── Text block

Before CRaTER's long-term radiation measurements were derived using a 
material called "tissue-equivalent plastic" -- a stand-in for human muscle 
capable of gauging radiation dosage -- those hazards were not sufficiently 
well characterized to determine if long missions outside low-Earth orbit 
can be accomplished with acceptable risk.

CRaTER's seminal measurements now provide quantified, radiation hazard 
data from lunar orbit and can be used to calculate radiation dosage from 
deep space down to airline altitudes. The data will be crucial in developing 
techniques for shielding against space-based radiation dosage. The measurements 
have also played a vital role in UNH space scientists' efforts to develop 
both the first Web-based tool for predicting and forecasting the radiation 
environment in near-Earth, lunar, and Martian space environments and a 
space radiation detector that possesses unprecedented performance capabilities.

The near real-time prediction/forecasting tool known as PREDICCS integrates 
for the first time numerical models of space radiation and a host of real-time 
measurements being made by satellites currently in space. It provides 
updates of the radiation environment on an hourly basis and archives the 
data weekly, monthly, and yearly -- an historical record that provides 
a clear picture of when a safe radiation dose limit is reached for skin 
or blood-forming organs, for example.

────
── Rows

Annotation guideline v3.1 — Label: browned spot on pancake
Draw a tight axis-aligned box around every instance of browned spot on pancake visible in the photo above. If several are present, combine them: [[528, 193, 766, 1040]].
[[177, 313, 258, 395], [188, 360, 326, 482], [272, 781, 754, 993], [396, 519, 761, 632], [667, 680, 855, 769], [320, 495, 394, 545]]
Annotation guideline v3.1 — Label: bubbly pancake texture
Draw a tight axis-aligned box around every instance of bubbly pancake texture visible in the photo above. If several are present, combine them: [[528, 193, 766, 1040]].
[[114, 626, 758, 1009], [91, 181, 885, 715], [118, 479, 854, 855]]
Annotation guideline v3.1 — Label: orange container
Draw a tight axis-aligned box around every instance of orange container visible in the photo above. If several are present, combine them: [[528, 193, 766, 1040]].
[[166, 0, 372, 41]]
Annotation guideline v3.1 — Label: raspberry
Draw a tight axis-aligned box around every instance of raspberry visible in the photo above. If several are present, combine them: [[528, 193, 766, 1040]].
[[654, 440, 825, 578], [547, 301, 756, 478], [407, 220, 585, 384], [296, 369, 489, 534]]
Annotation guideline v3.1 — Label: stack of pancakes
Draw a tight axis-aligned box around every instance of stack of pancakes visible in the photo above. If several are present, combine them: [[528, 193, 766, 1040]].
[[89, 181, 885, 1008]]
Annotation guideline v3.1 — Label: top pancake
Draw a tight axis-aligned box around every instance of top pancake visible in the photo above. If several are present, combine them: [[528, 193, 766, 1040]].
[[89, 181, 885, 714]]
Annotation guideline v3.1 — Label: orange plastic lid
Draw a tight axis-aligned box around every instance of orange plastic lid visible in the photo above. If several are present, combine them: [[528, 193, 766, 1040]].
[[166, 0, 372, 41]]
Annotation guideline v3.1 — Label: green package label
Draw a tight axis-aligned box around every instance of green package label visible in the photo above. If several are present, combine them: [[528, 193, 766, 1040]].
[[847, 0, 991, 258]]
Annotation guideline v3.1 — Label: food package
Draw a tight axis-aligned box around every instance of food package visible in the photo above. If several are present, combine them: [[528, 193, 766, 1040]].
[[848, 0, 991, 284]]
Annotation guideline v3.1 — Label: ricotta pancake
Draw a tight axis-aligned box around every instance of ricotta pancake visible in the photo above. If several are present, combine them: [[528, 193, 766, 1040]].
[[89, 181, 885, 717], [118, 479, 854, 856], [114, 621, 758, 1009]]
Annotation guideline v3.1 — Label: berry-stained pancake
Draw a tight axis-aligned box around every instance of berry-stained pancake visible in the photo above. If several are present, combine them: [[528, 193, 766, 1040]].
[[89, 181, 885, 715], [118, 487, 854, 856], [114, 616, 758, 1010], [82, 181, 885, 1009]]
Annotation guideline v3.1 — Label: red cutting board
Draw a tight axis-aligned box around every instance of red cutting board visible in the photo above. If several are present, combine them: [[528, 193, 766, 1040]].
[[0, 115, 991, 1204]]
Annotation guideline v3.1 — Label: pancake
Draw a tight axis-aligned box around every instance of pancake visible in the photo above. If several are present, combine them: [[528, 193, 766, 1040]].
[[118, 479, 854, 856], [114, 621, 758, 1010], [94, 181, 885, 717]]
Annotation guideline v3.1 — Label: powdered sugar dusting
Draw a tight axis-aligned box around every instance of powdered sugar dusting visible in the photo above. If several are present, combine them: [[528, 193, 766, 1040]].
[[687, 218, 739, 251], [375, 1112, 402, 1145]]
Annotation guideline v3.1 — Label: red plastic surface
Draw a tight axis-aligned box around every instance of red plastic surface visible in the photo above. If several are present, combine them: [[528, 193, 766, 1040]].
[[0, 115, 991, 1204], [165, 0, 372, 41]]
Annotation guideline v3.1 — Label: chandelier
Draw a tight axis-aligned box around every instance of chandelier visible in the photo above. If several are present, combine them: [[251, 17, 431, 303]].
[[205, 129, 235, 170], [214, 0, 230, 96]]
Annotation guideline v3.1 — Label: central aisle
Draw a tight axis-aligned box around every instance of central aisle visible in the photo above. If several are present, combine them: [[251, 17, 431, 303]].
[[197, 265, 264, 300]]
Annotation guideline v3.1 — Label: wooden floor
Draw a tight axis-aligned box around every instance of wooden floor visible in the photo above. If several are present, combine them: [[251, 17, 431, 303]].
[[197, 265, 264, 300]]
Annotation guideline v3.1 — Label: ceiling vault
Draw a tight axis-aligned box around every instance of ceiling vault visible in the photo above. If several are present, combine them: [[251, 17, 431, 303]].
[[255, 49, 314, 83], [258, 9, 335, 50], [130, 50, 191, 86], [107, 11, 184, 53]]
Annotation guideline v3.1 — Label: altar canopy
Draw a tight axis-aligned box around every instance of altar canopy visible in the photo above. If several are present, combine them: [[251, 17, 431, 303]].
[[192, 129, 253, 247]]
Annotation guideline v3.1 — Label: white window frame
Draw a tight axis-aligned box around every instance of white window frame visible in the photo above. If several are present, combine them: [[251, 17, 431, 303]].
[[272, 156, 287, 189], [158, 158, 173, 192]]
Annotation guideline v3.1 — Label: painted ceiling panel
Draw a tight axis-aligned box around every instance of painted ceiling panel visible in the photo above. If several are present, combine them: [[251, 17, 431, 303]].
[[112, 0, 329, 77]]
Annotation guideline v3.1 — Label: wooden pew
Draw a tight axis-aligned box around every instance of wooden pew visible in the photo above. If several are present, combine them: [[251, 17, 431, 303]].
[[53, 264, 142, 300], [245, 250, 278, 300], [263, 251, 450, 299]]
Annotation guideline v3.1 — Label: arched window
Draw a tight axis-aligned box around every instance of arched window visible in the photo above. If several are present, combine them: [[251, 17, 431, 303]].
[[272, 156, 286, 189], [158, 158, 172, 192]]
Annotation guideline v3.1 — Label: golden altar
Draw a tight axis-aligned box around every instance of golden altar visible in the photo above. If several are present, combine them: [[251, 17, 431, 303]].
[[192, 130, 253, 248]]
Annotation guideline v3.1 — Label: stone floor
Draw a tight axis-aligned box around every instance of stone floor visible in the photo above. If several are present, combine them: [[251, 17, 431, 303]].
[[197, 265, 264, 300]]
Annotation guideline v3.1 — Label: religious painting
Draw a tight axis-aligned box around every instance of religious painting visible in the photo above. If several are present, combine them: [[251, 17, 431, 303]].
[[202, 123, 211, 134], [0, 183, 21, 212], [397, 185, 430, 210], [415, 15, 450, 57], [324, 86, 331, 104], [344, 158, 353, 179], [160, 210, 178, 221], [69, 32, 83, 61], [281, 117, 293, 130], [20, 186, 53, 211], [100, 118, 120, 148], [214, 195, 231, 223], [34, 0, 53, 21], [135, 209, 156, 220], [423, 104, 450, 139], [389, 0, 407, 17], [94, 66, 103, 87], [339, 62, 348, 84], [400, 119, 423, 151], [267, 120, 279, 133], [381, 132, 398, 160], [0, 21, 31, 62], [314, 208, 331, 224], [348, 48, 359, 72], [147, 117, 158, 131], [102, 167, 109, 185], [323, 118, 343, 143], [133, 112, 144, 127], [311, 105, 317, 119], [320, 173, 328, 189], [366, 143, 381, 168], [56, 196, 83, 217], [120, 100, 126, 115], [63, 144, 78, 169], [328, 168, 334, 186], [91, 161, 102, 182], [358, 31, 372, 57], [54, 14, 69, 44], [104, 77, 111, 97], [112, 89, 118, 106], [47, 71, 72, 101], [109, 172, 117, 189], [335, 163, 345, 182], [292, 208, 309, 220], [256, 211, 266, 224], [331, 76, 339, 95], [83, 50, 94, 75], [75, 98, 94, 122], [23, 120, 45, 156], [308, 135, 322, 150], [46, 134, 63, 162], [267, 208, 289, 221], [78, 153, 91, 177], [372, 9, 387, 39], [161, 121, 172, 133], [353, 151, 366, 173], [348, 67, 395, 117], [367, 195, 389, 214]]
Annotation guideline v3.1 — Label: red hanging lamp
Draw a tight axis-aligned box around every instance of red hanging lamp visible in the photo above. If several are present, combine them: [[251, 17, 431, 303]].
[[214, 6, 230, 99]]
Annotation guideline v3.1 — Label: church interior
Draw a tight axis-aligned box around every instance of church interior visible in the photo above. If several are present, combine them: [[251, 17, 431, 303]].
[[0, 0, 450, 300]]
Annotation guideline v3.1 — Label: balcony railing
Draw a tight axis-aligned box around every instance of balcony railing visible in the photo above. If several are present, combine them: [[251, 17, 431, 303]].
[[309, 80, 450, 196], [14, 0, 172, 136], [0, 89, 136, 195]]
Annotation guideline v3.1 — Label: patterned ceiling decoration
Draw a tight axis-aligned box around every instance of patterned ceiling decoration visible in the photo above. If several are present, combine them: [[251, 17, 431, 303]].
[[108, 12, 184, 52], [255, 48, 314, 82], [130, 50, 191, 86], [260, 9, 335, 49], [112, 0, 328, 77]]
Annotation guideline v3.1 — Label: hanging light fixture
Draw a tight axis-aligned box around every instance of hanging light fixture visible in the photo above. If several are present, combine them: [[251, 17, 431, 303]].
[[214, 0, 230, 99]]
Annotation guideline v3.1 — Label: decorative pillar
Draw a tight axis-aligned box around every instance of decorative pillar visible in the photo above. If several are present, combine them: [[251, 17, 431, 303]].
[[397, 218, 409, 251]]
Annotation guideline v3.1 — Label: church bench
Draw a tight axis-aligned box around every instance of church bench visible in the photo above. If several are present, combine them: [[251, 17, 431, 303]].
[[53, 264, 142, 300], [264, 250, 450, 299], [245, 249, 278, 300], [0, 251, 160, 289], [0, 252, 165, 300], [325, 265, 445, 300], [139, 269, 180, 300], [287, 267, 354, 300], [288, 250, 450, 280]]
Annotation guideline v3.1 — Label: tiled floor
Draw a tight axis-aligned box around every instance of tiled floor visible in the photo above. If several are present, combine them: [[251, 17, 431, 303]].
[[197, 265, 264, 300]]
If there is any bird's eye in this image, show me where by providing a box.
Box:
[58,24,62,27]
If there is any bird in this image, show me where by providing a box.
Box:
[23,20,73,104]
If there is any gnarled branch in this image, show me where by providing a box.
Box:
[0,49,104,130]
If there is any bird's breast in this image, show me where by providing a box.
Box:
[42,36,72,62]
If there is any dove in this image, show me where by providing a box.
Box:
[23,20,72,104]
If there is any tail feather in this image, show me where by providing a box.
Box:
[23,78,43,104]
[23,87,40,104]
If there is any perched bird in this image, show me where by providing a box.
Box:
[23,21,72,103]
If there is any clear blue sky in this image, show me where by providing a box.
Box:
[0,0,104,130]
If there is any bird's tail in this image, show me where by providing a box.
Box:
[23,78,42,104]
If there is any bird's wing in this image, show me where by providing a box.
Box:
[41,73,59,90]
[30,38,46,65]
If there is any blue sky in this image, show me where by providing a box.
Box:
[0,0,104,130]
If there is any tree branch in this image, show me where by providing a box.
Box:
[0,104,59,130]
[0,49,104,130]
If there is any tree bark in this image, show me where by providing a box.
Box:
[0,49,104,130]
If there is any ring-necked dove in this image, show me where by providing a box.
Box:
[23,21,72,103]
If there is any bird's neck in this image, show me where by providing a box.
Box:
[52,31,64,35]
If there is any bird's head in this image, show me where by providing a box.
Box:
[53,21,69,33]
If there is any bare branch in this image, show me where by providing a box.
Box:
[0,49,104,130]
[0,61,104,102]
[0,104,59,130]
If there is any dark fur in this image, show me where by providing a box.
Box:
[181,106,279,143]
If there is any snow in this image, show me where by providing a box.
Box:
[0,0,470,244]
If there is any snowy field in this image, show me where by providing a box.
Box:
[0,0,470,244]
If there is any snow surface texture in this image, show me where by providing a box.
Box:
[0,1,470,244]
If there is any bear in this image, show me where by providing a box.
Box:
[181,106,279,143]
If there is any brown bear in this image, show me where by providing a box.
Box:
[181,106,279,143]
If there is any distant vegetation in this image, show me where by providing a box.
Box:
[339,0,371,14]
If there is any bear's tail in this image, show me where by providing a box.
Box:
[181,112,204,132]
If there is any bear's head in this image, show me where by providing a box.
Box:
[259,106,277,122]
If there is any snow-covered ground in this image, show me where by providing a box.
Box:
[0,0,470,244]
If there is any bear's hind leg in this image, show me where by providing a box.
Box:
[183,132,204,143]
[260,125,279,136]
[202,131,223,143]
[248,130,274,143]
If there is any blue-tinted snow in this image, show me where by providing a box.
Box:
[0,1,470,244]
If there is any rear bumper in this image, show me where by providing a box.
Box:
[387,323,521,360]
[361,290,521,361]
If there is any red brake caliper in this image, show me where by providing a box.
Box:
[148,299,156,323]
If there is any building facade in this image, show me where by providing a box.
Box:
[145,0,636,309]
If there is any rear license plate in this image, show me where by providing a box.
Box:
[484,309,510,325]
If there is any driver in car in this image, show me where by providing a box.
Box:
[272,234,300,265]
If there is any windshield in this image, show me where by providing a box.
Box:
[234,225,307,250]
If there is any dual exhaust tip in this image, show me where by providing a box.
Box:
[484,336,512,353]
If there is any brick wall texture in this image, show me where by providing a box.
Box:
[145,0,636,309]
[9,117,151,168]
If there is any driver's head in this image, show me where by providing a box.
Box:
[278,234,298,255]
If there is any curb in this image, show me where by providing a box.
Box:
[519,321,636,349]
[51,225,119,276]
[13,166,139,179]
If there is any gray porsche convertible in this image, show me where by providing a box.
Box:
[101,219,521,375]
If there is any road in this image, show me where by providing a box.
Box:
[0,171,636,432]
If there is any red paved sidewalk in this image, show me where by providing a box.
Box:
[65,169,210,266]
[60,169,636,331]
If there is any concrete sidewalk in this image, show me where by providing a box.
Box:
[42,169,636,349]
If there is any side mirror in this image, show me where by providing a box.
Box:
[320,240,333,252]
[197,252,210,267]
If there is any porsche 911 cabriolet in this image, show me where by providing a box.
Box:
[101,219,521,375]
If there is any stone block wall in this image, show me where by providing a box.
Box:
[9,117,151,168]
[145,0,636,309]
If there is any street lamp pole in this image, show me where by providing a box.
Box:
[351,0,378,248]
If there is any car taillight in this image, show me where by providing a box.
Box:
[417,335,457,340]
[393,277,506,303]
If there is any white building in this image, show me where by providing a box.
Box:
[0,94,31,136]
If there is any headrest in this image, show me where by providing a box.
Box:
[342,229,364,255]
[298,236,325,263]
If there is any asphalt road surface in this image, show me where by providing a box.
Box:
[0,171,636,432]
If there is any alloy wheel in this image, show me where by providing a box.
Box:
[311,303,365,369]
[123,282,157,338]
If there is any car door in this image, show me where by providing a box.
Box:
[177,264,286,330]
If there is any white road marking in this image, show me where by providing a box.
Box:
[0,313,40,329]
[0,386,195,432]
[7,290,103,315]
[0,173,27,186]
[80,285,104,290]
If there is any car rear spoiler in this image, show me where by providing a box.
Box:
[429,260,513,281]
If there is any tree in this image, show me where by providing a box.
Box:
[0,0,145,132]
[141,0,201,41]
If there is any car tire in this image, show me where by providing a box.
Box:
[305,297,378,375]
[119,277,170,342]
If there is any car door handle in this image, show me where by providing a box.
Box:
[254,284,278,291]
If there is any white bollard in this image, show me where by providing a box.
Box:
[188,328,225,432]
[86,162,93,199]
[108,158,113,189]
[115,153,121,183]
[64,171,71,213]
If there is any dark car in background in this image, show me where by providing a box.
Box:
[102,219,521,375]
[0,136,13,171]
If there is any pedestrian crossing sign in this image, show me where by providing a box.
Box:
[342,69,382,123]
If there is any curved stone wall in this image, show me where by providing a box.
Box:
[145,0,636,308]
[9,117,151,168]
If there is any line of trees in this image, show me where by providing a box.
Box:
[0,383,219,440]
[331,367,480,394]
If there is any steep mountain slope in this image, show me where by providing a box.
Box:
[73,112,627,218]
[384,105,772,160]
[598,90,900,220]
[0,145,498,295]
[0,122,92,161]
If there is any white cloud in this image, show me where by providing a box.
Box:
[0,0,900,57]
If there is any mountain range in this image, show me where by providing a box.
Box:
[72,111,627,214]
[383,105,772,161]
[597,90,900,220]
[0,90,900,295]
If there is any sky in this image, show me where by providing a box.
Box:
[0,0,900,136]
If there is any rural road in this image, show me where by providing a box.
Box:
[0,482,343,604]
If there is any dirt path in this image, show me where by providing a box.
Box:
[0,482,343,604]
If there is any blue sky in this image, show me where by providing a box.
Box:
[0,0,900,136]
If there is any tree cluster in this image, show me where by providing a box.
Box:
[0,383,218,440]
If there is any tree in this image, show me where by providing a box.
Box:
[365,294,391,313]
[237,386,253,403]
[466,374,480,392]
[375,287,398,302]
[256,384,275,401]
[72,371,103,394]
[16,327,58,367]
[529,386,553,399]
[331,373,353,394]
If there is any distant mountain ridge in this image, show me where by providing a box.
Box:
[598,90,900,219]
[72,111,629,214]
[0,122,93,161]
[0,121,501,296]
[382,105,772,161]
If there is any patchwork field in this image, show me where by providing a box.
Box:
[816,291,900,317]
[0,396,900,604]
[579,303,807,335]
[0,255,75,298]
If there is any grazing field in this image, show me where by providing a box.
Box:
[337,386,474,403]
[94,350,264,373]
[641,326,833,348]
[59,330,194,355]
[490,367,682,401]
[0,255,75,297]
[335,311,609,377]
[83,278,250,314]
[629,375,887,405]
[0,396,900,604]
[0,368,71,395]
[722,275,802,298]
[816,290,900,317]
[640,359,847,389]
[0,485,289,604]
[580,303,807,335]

────

◆ **Requirements**:
(1) Repeat the part of the CRaTER text starting with "Before CRaTER's long-term" and going on through "with acceptable risk.".
(2) Answer these from the CRaTER text:
(a) What material were CRaTER's long-term radiation measurements derived from?
(b) How often does PREDICCS provide updates of the radiation environment?
(c) For which three space environments does the Web-based tool predict and forecast radiation?
(3) List every interval at which the CRaTER text says PREDICCS archives its data.

◆ **Completed exercise**:
(1)
Before CRaTER's long-term radiation measurements were derived using a 
material called "tissue-equivalent plastic" -- a stand-in for human muscle 
capable of gauging radiation dosage -- those hazards were not sufficiently 
well characterized to determine if long missions outside low-Earth orbit 
can be accomplished with acceptable risk.

(2)
(a) Tissue-equivalent plastic
(b) Hourly
(c) Near-Earth, lunar, and Martian space environments

(3)
Weekly
Monthly
Yearly